● Task objective
Pick out each line in these entries that contains the string "with".
- - -
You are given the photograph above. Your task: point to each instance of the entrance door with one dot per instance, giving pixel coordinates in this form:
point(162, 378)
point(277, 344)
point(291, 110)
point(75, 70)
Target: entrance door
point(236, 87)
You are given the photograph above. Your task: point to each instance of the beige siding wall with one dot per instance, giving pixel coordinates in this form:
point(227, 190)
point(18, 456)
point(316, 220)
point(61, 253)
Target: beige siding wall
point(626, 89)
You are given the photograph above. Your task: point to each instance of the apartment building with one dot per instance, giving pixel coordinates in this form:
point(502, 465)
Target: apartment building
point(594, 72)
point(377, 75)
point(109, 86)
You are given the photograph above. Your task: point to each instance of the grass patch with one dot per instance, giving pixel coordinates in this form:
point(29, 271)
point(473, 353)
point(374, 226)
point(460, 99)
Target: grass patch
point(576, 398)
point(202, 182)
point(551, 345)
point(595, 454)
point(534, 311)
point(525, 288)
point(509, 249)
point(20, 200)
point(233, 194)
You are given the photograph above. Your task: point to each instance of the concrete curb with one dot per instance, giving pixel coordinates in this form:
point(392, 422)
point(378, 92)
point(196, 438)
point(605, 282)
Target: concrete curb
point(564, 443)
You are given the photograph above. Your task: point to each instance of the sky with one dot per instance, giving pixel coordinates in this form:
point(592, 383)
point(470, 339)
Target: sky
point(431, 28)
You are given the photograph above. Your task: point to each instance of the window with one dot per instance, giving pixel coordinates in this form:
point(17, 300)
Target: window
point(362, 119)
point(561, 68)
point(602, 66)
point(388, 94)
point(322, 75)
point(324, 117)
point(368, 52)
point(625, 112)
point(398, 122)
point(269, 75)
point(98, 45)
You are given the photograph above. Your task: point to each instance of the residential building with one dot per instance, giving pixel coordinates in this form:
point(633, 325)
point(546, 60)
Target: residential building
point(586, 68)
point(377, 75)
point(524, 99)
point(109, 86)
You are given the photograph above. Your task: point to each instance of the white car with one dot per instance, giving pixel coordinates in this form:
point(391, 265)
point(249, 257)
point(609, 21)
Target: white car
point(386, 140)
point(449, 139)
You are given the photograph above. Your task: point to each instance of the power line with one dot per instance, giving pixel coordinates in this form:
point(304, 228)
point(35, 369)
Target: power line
- - -
● Result
You are given the photograph above. Your task: point to each instance of the entrance door with one dot per instance, giving pixel coordinates in this form:
You are given the photograph above. Your task: point to each instance of the beige siding wall with one dot per instance, giving pixel coordinates in this form:
You are given the photograph above. Your task: point to each instance of the apartment building with one dot per instance, giving pixel coordinates in this form:
You are given the photograph above. Your task: point to each instance of the grass patch with one dot per instance, giving pixel coordinates in this form:
You are given the photograph above. Your task: point to each instance of the concrete curb with one dot per instance, giving pixel coordinates in this form:
You are given the photograph above. Your task: point to each instance of the sky with one dot per instance, giving pixel coordinates in this form:
You are given the photograph above. Your task: point to each instance of the window with one dot per instance, giving pixel coordinates in this form:
You are given the photograph above. Your task: point to each instance of the residential building with one dot per instance, giving pixel coordinates in this form:
You are given the photograph above. Your task: point to each instance of the white car with one dot per instance, giving pixel coordinates in this form:
You are given the photograph above. Your task: point to each instance of the power line with one dot per instance, giving pixel coordinates in this form:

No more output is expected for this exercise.